*** Given passage ***

Canada : Syria Film Festival sheds light on agony of war – by Debra Black
Three-day festival at Art Gallery of Ontario aims to raise awareness about agony and hardships faced by millions of people caught up in Syrian crisis.
Lives torn apart by war. A surgeon’s heroic efforts to help the victims. The struggles of women forced into exile.
As Canada gets ready to welcome 25,000 Syrian refugees, one local Syrian-Canadian and his friends are trying to raise awareness about the agony and hardships faced by millions of people caught up in the crisis with the launch of the Syria Film Festival this weekend at the Art Gallery of Ontario.
The idea behind the festival is to engage and inform Canadians about the conflict and the suffering of Syrians whether inside the country or as refugees in other countries, explains Maher Azem, a network engineer at Shaw Communications who came to Canada in 2005 as an international student and completed a master’s degree in engineering and computer networks at Ryerson University.
“With the film festival we’re hoping to raise more awareness about the Syrian struggle, while focusing on refugees through the films we will be screening,” Azem says. “We realized that art and film in general would be the most effective platform to achieve our goal in conveying the aspiration and struggles of the Syrian people and at the same time bridge the gap between Canadians and the Syrian culture.”
This isn’t the first time Azem has mounted an event designed to capture the pain and distress of Syrian refugees. Azem, 32, helped organize a 2012 children’s art showdepicting the horrors of war. Azem and others also staged a number of protests in the GTA as the civil war in Syria raged on.
But protesting wasn’t enough. Azem wanted to do more. So, late last year he came up with the idea of mounting the Syria Film Festival to draw attention to the war in his former homeland which has contributed to the largest refugee crisis since the Second World War.

*** Supplied material ***

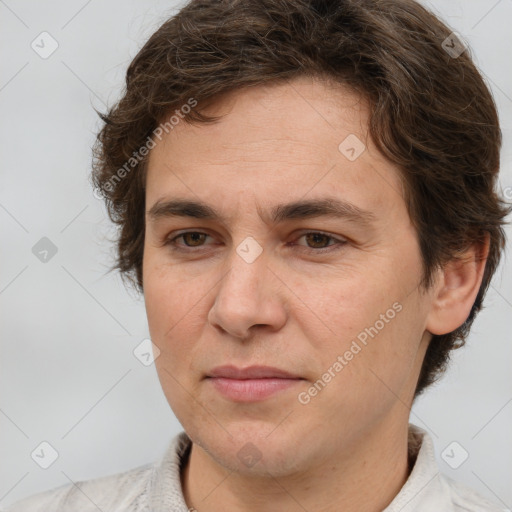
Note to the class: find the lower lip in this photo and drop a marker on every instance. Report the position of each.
(251, 390)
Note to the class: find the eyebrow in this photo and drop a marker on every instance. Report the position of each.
(302, 209)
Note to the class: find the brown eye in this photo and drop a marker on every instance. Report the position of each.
(193, 238)
(318, 240)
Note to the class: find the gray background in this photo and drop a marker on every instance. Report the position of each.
(68, 375)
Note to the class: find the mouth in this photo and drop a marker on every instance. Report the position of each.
(252, 384)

***

● List of tasks
[1] In the Syria Film Festival article, in what year did Maher Azem come to Canada?
[2] Retype the Syria Film Festival article between "As Canada gets" and "Gallery of Ontario.", inclusive.

● Outputs in order
[1] 2005

[2]
As Canada gets ready to welcome 25,000 Syrian refugees, one local Syrian-Canadian and his friends are trying to raise awareness about the agony and hardships faced by millions of people caught up in the crisis with the launch of the Syria Film Festival this weekend at the Art Gallery of Ontario.